Page excerpt: Begin

- Cantt Sulehrian
- Chowni Sulehrian Location within Pakistan
- Coordinates: 32°26′35.37″N 74°33′30.89″E﻿ / ﻿32.4431583°N 74.5585806°E
- Country: Pakistan
- Province: Punjab
- Named for: Establishing Cantonment

Government
- • MNA: Chaudry Armaghan Subhani (PML-N)
- • MNA: Chaudry Armaghan Subhani s/o Chaudry Abdul Sattar

Area
- • Total: 1.59 km^{2} (0.61 sq mi)
- Elevation: 256 m (840 ft)

Population (2017)
- • Total: 3,671
- • Estimate (2024): 4,700
- • Density: 2,302/km^{2} (5,960/sq mi)
- Demonym: Chowni walay
- Time zone: UTC+5
- 51310: 51310
- Calling code: 052

= Chhowni Sulehrian =

Human settlement in Pakistan

Chowni Sulehrian is a village within Sialkot Tehsil of Sialkot District, in Punjab Province, Pakistan. The population is 3,671, according to the 2017 Population Census by the Pakistan Bureau of Statistics, comprising 1,821 males, 1,843 females, and 7 transgender individuals. The literacy rate is 70.41%, with males at 72%, females at 68.90%, and transgender individuals at 77.78%.

The educational landscape of Chowni Sulehrian is characterized by a majority having primary but below matric education, with 631 males and 506 females. Those with matriculation but below other qualifications include 270 males, 352 females, and 4 transgender individuals. 53 males, 109 females, and 2 transgender individuals have attained degrees. Additionally, one male has attained a PhD.

Religiously, the village is predominantly Muslim, with 3,621 adherents, while a small minority of 50 individuals identify as non-Muslim. The age distribution reveals that 2,808 individuals are over 10 years old, 2,050 are over 18 years old, and 278 are seniors over 60 years old. The workforce, comprising individuals over 10 years old, numbers 953, and 1,732 residents over 18 years old hold a CNIC.

Page excerpt: End

[Work request]
According to the Chowni Sulehrian article, how many residents over 18 years old hold a CNIC?

Data for analysis: Begin

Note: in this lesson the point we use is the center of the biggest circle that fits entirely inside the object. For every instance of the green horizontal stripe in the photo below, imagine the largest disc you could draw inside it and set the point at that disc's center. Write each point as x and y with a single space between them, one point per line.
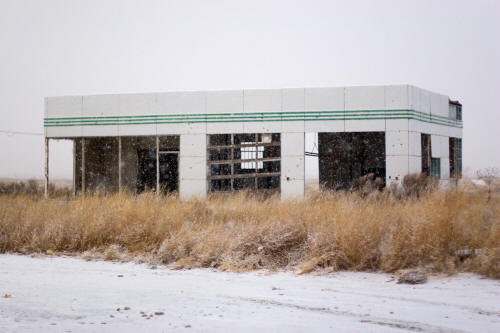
251 117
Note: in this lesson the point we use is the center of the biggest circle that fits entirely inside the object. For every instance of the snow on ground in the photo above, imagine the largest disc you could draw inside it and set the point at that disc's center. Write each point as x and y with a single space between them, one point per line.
57 294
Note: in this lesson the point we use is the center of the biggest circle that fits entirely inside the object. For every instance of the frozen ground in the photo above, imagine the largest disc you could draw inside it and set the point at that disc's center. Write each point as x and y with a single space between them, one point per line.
54 294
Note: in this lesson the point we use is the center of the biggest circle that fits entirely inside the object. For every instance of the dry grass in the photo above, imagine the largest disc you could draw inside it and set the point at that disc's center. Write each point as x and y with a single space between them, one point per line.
442 230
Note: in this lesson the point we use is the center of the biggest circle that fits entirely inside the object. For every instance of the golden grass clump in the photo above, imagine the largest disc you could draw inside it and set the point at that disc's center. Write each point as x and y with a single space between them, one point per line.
438 230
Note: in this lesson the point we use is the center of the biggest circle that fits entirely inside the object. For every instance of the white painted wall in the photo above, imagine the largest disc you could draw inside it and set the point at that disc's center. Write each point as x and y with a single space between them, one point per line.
292 165
193 166
402 135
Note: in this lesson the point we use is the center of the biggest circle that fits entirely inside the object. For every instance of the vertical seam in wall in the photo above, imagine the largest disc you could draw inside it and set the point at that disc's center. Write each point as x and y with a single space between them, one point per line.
344 107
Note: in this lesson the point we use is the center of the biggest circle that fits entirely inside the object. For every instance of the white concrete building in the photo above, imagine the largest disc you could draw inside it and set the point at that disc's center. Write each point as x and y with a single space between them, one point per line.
205 141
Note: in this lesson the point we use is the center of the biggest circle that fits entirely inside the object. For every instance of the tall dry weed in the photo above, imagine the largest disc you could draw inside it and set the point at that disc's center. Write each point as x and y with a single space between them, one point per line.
441 230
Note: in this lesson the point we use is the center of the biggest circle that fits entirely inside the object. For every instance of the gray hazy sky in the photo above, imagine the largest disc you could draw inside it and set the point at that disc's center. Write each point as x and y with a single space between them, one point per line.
64 47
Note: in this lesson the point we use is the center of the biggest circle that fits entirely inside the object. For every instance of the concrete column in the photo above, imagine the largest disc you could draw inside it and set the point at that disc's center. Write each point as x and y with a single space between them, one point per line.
193 166
292 165
74 167
83 165
119 164
46 185
396 156
157 165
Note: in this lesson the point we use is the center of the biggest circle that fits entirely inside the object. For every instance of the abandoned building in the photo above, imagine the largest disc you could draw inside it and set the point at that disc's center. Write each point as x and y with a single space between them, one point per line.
202 142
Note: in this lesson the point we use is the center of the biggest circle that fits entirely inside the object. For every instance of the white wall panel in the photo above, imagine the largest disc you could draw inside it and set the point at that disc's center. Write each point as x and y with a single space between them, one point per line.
292 144
193 145
362 125
396 143
455 132
66 106
396 168
293 99
324 99
439 146
192 168
445 168
100 130
292 189
292 167
324 126
365 98
101 105
63 132
439 104
225 128
415 144
224 101
190 102
420 99
136 104
173 129
129 130
396 97
192 188
415 164
262 127
262 100
397 124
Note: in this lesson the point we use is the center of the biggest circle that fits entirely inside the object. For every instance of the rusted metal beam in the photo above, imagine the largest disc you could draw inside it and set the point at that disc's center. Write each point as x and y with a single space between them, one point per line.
265 159
245 175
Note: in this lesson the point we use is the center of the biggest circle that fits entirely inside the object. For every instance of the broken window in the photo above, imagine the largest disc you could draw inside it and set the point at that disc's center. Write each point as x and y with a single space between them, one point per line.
425 141
436 168
455 145
244 161
345 157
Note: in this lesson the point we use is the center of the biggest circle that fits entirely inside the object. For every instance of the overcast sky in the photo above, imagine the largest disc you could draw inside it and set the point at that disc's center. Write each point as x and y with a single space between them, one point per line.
63 47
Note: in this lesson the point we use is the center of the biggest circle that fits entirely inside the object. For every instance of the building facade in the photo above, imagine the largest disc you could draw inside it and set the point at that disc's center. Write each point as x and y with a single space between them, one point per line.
202 142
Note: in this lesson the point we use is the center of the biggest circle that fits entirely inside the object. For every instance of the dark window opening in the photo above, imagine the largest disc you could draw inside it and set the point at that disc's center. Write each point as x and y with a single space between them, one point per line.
425 141
436 168
169 170
345 157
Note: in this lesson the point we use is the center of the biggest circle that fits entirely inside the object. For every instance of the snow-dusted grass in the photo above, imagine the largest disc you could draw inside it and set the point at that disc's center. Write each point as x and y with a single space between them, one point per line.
58 294
441 231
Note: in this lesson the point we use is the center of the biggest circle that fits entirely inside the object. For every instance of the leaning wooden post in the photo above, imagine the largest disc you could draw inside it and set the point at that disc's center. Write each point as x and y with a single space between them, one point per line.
46 187
157 165
83 165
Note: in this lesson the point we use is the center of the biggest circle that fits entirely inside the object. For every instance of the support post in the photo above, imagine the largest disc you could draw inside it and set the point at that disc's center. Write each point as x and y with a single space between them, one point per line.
119 164
74 167
46 187
83 165
157 165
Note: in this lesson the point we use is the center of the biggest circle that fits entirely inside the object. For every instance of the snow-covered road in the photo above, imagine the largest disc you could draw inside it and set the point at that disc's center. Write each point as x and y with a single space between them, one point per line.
54 294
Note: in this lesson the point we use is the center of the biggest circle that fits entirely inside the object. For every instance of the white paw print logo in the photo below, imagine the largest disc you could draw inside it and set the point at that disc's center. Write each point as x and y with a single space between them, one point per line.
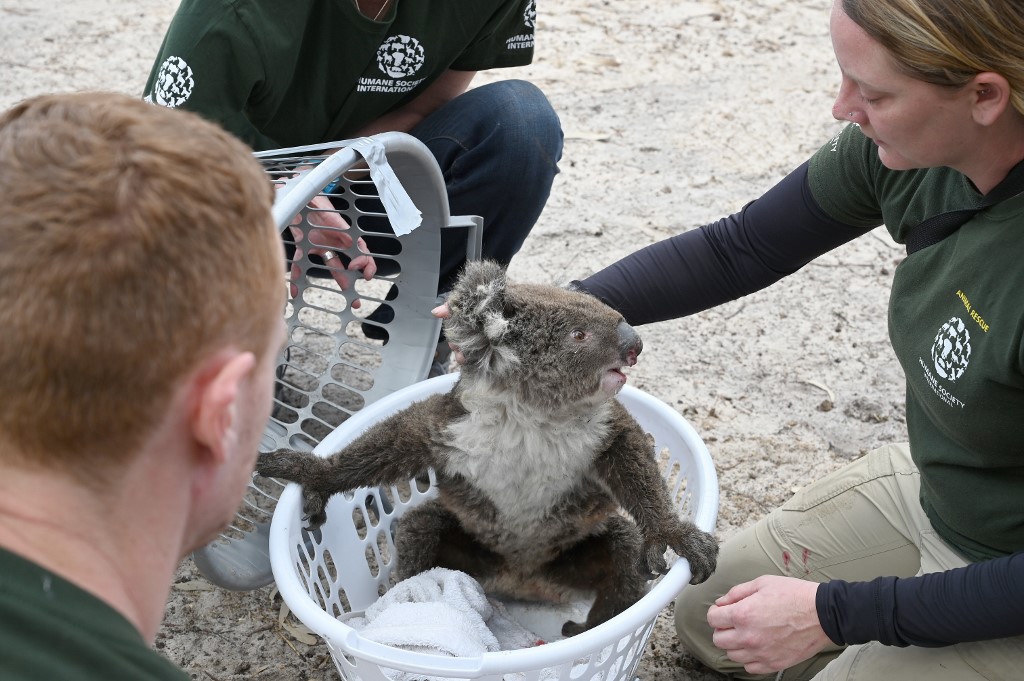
951 349
174 82
400 56
529 15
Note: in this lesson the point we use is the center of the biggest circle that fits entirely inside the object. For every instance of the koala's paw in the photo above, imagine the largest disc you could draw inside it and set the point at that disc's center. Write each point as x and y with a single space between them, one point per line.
688 541
653 560
572 628
283 464
314 508
700 549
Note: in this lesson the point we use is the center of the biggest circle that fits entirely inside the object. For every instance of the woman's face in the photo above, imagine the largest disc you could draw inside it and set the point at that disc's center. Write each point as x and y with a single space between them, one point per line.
913 123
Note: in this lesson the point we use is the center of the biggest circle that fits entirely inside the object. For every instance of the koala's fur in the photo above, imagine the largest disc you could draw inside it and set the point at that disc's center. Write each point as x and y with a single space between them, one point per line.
534 456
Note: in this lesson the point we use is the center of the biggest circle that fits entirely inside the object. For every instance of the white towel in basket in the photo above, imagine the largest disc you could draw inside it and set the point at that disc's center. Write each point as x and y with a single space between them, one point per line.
441 611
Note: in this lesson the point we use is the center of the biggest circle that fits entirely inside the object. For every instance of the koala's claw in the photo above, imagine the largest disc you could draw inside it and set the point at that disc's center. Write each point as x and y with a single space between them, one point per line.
313 509
654 563
702 555
572 628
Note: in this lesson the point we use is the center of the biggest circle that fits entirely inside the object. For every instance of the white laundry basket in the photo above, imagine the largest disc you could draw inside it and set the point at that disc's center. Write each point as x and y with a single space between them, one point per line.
334 573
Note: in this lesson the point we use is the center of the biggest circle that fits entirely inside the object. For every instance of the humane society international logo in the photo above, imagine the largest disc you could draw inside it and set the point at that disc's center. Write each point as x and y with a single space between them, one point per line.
174 83
951 349
950 355
524 40
398 57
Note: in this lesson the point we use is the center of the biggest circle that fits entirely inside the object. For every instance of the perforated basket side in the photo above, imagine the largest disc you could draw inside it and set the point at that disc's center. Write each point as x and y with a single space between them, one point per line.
323 592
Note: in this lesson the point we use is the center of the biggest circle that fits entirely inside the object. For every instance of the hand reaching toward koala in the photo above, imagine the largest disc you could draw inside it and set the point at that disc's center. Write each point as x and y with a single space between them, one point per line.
534 456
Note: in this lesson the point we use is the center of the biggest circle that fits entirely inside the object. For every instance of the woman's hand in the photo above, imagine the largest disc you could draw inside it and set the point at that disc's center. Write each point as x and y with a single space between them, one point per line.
769 624
326 242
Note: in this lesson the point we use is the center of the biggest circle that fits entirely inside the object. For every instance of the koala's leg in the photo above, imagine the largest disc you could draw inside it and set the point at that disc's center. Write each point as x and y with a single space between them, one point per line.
606 563
429 536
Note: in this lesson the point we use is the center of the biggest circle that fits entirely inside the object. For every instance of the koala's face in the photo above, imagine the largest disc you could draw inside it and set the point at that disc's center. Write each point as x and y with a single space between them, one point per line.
551 346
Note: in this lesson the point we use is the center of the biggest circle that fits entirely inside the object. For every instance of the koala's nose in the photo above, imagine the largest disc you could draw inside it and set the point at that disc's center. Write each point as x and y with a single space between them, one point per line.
630 344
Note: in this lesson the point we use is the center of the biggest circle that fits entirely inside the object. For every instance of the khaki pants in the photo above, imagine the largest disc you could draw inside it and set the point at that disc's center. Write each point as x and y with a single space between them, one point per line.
857 523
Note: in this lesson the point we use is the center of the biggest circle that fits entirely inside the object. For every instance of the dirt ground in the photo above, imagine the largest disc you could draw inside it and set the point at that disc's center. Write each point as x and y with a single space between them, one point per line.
675 114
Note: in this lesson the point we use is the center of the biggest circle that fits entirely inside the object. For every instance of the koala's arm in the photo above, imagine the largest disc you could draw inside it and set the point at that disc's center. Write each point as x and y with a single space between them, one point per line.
628 467
391 451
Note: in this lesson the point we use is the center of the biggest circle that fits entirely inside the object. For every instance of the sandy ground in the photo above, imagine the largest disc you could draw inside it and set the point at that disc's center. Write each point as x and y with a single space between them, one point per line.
675 115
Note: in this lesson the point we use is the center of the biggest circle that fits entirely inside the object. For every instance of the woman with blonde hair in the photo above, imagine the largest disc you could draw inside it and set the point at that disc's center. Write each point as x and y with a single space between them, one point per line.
907 563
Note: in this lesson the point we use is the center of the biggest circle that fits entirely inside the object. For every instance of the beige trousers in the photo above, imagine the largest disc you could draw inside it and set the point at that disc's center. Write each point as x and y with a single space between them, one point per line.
860 522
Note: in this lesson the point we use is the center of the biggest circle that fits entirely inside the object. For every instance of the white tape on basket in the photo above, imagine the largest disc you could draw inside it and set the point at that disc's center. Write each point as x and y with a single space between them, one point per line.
403 214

Data for analysis: End

[Answer area]
1,732